__What to produce__. The full set of records needs to be retyped exactly.

Items listed in a dataset

⁂

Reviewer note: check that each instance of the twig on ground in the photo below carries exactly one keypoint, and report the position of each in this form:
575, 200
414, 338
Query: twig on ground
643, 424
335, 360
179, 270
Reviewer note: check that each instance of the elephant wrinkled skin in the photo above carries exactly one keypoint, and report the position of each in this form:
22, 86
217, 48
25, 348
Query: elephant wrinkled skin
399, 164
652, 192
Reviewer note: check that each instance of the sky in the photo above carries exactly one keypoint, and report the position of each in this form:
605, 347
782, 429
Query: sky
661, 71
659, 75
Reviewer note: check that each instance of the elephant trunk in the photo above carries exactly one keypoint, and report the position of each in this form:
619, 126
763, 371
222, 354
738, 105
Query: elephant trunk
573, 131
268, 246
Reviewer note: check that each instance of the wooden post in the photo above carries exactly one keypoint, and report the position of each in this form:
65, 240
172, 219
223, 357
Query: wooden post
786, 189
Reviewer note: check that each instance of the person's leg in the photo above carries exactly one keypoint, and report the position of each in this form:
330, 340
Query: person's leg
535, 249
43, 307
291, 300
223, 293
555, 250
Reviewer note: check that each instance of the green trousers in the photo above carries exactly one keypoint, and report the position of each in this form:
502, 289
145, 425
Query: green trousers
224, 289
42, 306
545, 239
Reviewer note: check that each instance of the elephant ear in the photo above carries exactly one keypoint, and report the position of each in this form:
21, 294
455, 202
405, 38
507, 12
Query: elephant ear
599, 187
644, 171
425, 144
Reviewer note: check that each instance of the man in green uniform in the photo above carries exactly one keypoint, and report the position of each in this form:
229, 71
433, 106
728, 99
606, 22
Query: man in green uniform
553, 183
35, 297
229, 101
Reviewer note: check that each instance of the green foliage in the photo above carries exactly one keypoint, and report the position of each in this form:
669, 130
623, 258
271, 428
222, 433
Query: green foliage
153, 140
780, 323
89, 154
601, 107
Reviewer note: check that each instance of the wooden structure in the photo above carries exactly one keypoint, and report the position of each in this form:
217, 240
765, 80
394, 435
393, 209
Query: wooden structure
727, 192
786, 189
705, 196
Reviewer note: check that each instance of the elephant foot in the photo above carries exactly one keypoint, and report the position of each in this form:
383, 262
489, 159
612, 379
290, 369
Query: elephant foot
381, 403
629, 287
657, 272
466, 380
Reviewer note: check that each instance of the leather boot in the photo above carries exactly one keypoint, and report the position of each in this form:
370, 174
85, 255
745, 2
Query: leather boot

⁂

__Expected answer__.
Reviewer note: check that each instance of the twig on ground in the photo below carries exactly one keypoint, and report the position of each in this form:
575, 200
414, 338
Query: twig on ground
643, 424
335, 360
179, 270
Reviewer note: check that each instance of the elephant wrinkled skin in the photo above carries exactly one keypoint, and report the position of each in this form:
22, 86
217, 48
25, 348
Query: elephant wrinkled skin
399, 164
652, 192
Reviewer note: check that each instance of the sky in the photo above carries exactly one keypoint, and report the position of each in this form:
605, 347
782, 429
Query: sky
661, 71
659, 75
Reviewer note: check that each instance of the elephant trunk in the photo above carries exactly one keypoint, and report the position of each in this form:
619, 126
763, 371
222, 354
738, 105
Query: elephant trunk
573, 131
268, 246
Reviewer note: check that each instance of the wooden post in the photo above carries exactly one keypoint, and report the position of each in this form:
65, 240
172, 219
223, 357
Query: wooden post
786, 189
Reviewer note: check that each instance of the person's leg in the photo above carries exactly one keypoint, and report the position of each in this form:
330, 340
Query: person's leg
535, 249
43, 307
291, 300
223, 293
555, 250
Reviewer note: check that each instance of the green trousers in the photo above carries exactly one keypoint, and report the position of each in this form:
502, 289
145, 425
Query: green trousers
224, 289
42, 306
545, 239
Reviewer note: check that each instance of the elephant ear in the photo above carries exactly one keypoint, and report the position of each in this form:
21, 294
455, 202
405, 38
507, 12
Query: elephant ear
599, 187
644, 171
425, 144
Reviewer note: check that each instance of the man in green uniform in the photo above carries exactly one keypoint, and report the position of each in this form:
229, 71
433, 106
728, 99
606, 22
Query: man in green uniform
553, 183
35, 297
229, 101
Reviewer note: check that each instance of the green foliage in the photo above carries exactly one keypoint, and report the position of each in this form:
669, 130
623, 258
271, 428
222, 433
Query: green foliage
153, 140
780, 323
89, 154
601, 107
Reviewer note: check that each instance of the wooden structure in the photo above carries exactly one keypoint, and report the position of each in this form:
217, 240
765, 80
394, 435
393, 209
Query: wooden structure
727, 192
786, 189
705, 196
Reviewer note: check that each instance of the elephant foot in the photo above carries exactly one keypoint, and report the position of each in this form:
383, 262
489, 159
612, 379
290, 369
Query: elephant foot
381, 403
629, 287
657, 272
466, 380
Reviewer note: check that each instance of the leather boot in the photo above carries exactly one keypoint, and report the position of each in this form:
370, 174
85, 255
745, 2
Query: leather boot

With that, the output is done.